OBJECTIVE - Retype every entry in its entirety, without alteration.

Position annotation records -
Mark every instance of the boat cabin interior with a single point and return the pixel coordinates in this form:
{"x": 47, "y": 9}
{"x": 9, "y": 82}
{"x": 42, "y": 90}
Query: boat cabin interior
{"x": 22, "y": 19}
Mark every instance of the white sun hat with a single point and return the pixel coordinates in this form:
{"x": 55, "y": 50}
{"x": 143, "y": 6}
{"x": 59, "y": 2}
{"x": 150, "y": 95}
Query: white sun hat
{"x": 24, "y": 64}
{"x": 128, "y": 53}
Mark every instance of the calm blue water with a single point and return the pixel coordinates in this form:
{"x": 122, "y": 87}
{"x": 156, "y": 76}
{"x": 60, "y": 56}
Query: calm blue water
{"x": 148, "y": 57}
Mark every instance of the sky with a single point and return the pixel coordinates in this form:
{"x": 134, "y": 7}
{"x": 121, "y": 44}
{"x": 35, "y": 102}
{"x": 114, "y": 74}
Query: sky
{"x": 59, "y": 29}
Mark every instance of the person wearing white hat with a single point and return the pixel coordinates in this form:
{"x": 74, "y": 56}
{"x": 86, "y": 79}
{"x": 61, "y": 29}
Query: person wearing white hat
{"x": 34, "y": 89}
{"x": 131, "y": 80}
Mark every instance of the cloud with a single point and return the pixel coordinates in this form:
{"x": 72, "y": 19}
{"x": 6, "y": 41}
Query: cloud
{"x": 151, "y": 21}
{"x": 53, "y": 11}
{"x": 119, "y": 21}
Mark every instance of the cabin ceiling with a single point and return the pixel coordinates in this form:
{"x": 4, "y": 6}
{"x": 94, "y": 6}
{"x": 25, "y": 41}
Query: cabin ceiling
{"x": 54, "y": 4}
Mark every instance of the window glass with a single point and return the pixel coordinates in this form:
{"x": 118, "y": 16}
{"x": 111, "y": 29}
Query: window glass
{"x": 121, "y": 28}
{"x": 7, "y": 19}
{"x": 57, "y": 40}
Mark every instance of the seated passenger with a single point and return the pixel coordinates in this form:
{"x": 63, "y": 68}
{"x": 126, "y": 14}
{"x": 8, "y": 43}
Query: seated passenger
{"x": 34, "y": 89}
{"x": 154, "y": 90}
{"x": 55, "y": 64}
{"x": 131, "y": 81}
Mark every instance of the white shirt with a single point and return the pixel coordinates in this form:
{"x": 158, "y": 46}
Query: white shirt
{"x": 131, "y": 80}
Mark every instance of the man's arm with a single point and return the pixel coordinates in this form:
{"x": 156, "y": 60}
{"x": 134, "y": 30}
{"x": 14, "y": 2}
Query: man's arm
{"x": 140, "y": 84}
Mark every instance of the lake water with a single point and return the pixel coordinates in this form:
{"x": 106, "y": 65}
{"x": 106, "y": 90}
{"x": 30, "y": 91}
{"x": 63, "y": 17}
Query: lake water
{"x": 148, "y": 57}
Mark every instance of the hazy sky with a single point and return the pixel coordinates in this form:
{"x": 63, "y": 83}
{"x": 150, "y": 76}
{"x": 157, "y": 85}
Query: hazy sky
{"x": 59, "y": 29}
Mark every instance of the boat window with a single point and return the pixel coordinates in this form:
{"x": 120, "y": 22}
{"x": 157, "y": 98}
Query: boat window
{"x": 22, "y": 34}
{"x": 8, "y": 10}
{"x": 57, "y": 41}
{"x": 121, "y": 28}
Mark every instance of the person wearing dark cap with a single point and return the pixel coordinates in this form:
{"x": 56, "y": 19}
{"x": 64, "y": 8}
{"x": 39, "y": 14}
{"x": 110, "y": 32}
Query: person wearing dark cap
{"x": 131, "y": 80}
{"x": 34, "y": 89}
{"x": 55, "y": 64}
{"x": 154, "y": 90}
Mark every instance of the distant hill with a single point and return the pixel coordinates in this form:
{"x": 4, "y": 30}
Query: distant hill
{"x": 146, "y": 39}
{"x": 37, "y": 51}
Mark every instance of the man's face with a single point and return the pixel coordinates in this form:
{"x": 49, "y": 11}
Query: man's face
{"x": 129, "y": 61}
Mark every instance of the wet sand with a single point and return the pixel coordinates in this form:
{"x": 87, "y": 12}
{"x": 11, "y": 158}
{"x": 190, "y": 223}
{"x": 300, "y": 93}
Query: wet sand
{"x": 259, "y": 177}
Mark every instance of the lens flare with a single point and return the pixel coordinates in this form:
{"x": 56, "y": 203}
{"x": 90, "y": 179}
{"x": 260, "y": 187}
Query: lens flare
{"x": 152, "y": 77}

FULL SOLUTION -
Mark every instance of the boat cabin interior with a single point and return the pixel coordinates in this form:
{"x": 47, "y": 9}
{"x": 9, "y": 82}
{"x": 42, "y": 90}
Query: boat cabin interior
{"x": 22, "y": 19}
Mark every instance of the white sun hat with a single point and return the pixel coordinates in this form:
{"x": 55, "y": 50}
{"x": 143, "y": 6}
{"x": 59, "y": 2}
{"x": 150, "y": 95}
Query: white sun hat
{"x": 24, "y": 64}
{"x": 128, "y": 53}
Mark every instance of the calm blue water with a single point and return the pixel coordinates in this form:
{"x": 122, "y": 87}
{"x": 156, "y": 76}
{"x": 60, "y": 56}
Query: calm blue water
{"x": 148, "y": 57}
Mark every instance of the sky with a single point and return the pixel coordinates in this form:
{"x": 134, "y": 7}
{"x": 121, "y": 44}
{"x": 35, "y": 102}
{"x": 114, "y": 74}
Query: sky
{"x": 59, "y": 29}
Mark every instance of the person wearing white hat with a single point and return the pixel coordinates in this form:
{"x": 74, "y": 56}
{"x": 86, "y": 79}
{"x": 61, "y": 29}
Query: person wearing white hat
{"x": 34, "y": 89}
{"x": 131, "y": 80}
Mark every instance of the cloud with a single point and return the pixel coordinates in this form:
{"x": 72, "y": 19}
{"x": 6, "y": 41}
Query: cloud
{"x": 151, "y": 21}
{"x": 53, "y": 11}
{"x": 119, "y": 21}
Mark every instance of the cabin ceiling with a single point and return the pixel coordinates in this form:
{"x": 4, "y": 6}
{"x": 94, "y": 6}
{"x": 25, "y": 41}
Query: cabin ceiling
{"x": 54, "y": 4}
Mark every instance of the window glass with a single point and return the pixel coordinates in this form:
{"x": 118, "y": 16}
{"x": 111, "y": 29}
Query: window glass
{"x": 121, "y": 28}
{"x": 7, "y": 19}
{"x": 57, "y": 40}
Mark every instance of the seated passenger with a single point and return the pixel coordinates in this form:
{"x": 63, "y": 68}
{"x": 126, "y": 14}
{"x": 8, "y": 43}
Query: seated passenger
{"x": 34, "y": 89}
{"x": 154, "y": 90}
{"x": 55, "y": 64}
{"x": 131, "y": 81}
Mark every instance of the white shirt with a single point and return the pixel coordinates in this form:
{"x": 158, "y": 46}
Query: white shirt
{"x": 131, "y": 80}
Mark every instance of the man's arm with a single point and return the pixel coordinates in this form:
{"x": 156, "y": 60}
{"x": 134, "y": 30}
{"x": 14, "y": 2}
Query: man's arm
{"x": 140, "y": 84}
Mark every instance of the lake water with a single point and return the pixel coordinates in this form:
{"x": 106, "y": 65}
{"x": 106, "y": 90}
{"x": 30, "y": 91}
{"x": 63, "y": 17}
Query: lake water
{"x": 148, "y": 57}
Mark every instance of the hazy sky with a single point and return the pixel coordinates in this form:
{"x": 63, "y": 83}
{"x": 150, "y": 76}
{"x": 157, "y": 85}
Query: hazy sky
{"x": 59, "y": 29}
Mark every instance of the boat window with a single point and return the pixel coordinates in this form:
{"x": 120, "y": 22}
{"x": 157, "y": 98}
Query: boat window
{"x": 22, "y": 34}
{"x": 8, "y": 10}
{"x": 57, "y": 41}
{"x": 121, "y": 28}
Mark every instance of the person wearing dark cap with a single point and return the pixel coordinates in this form:
{"x": 56, "y": 19}
{"x": 64, "y": 8}
{"x": 39, "y": 14}
{"x": 110, "y": 32}
Query: person wearing dark cap
{"x": 131, "y": 80}
{"x": 34, "y": 89}
{"x": 55, "y": 64}
{"x": 154, "y": 90}
Mark every instance of the distant hill with a single point and return the pixel coordinates in this form:
{"x": 4, "y": 30}
Query: distant hill
{"x": 146, "y": 39}
{"x": 37, "y": 51}
Mark every instance of the man's face with a single point and return the pixel coordinates in this form:
{"x": 49, "y": 11}
Query: man's face
{"x": 129, "y": 61}
Mark every instance of the wet sand with a single point and return the pixel coordinates in this form:
{"x": 87, "y": 12}
{"x": 11, "y": 158}
{"x": 190, "y": 223}
{"x": 300, "y": 93}
Query: wet sand
{"x": 259, "y": 177}
Mark every instance of the lens flare with a single point and return the pixel coordinates in this form:
{"x": 56, "y": 203}
{"x": 90, "y": 179}
{"x": 260, "y": 187}
Query: lens flare
{"x": 152, "y": 77}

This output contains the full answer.